» Job
Show every line in the entries below that contains the word "hole", treating uppercase and lowercase letters as different.

» Input data
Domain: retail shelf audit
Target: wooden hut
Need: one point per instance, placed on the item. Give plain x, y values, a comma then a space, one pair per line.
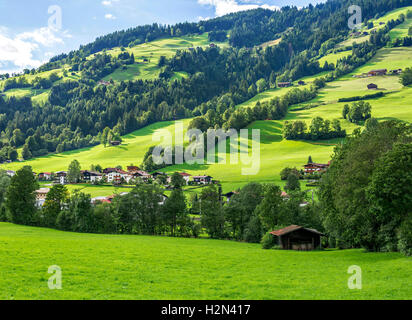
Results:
298, 238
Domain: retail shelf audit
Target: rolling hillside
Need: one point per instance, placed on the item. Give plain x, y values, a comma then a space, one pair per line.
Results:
276, 153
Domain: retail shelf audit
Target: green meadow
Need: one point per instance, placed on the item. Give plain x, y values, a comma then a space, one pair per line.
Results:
147, 56
146, 267
275, 153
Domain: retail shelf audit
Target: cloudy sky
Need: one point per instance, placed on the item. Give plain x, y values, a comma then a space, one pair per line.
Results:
31, 32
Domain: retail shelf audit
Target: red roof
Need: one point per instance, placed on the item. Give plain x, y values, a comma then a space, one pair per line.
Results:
292, 228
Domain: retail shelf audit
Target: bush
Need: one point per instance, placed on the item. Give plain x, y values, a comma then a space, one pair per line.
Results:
405, 238
268, 241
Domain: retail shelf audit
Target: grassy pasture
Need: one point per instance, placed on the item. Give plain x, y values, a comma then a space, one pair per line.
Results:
152, 51
144, 267
132, 151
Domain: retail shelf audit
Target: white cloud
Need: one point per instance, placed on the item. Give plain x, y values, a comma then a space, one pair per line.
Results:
24, 49
109, 16
223, 7
109, 3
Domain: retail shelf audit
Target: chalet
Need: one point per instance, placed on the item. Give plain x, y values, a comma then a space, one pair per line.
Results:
185, 176
132, 169
41, 196
60, 177
10, 173
203, 179
311, 168
396, 71
379, 72
298, 238
284, 84
140, 174
115, 143
229, 195
157, 174
108, 170
91, 176
284, 195
117, 175
164, 198
45, 176
98, 200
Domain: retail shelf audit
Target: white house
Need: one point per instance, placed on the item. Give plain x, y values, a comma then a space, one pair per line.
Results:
11, 173
41, 195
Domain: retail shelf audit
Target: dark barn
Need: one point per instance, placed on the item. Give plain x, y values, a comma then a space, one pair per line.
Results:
298, 238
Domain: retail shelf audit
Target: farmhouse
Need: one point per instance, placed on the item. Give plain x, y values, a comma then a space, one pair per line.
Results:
298, 238
185, 176
60, 177
116, 176
41, 195
396, 72
132, 169
284, 84
145, 176
11, 173
315, 167
45, 176
229, 195
203, 179
91, 176
115, 143
379, 72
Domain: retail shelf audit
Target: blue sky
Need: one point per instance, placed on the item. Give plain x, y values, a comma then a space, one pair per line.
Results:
31, 31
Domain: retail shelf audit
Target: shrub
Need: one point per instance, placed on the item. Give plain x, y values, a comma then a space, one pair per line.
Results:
268, 241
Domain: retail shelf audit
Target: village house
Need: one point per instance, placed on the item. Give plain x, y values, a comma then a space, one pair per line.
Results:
41, 196
10, 173
104, 83
157, 174
132, 169
203, 179
45, 176
229, 195
379, 72
60, 177
91, 176
396, 72
184, 175
311, 168
116, 175
140, 174
98, 200
298, 238
164, 199
115, 143
284, 84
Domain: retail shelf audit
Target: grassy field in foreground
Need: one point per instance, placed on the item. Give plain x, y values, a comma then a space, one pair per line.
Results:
144, 267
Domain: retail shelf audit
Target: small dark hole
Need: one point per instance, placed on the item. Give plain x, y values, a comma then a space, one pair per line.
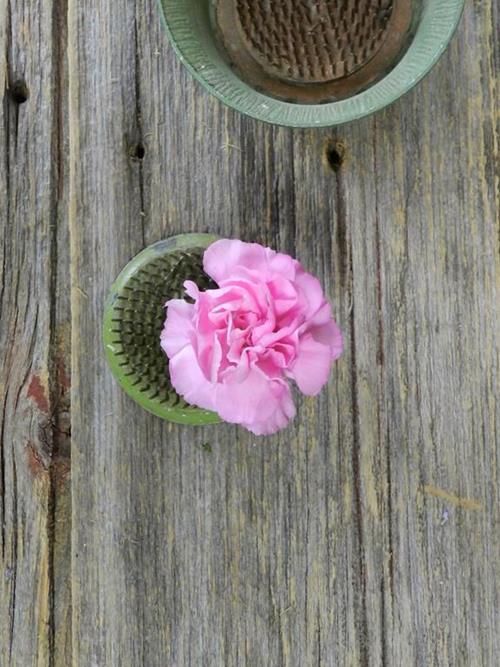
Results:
138, 152
335, 154
19, 92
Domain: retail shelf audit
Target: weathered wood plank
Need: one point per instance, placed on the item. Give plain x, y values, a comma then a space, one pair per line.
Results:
34, 489
364, 534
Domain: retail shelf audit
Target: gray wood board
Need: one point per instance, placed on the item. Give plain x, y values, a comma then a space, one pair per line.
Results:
364, 534
35, 626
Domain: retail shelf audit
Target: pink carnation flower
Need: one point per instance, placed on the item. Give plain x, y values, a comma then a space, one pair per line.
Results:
235, 348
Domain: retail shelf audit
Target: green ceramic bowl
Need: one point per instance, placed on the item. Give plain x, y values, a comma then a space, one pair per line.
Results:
189, 27
133, 319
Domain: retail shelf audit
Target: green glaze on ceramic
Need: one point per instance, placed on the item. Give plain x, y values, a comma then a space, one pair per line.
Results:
188, 25
133, 319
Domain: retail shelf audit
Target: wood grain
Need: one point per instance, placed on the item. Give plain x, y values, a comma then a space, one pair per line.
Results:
364, 534
34, 390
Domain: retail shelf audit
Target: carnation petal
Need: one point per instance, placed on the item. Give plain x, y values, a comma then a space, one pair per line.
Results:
258, 402
178, 326
189, 381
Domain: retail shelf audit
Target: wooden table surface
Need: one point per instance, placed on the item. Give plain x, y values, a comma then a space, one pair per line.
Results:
366, 533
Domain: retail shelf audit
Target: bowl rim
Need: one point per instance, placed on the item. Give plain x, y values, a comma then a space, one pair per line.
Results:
439, 22
189, 414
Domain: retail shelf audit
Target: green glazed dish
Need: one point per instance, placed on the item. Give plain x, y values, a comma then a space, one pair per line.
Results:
188, 24
133, 320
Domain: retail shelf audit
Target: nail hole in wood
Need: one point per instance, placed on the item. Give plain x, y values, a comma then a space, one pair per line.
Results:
334, 154
137, 152
19, 92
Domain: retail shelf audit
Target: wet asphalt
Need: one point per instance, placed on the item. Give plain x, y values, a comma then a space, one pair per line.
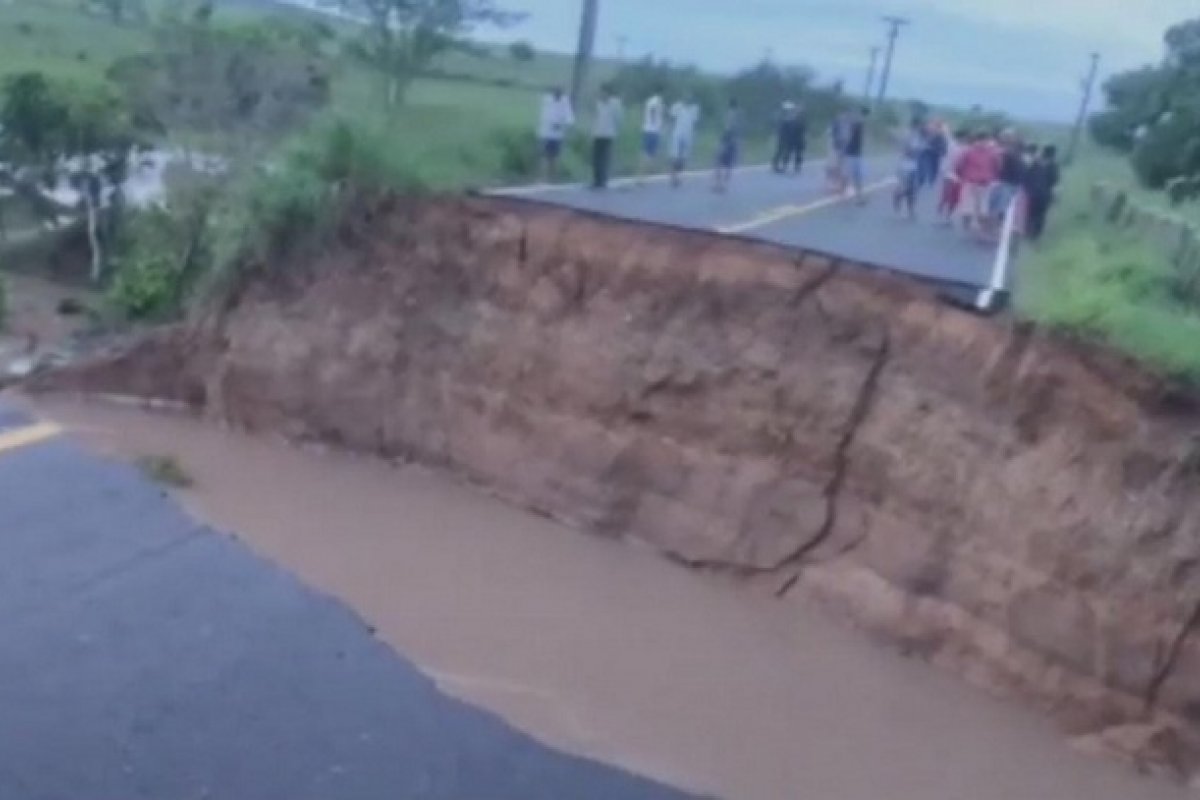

» Task solution
Target: small dark hole
Target: nail hole in wood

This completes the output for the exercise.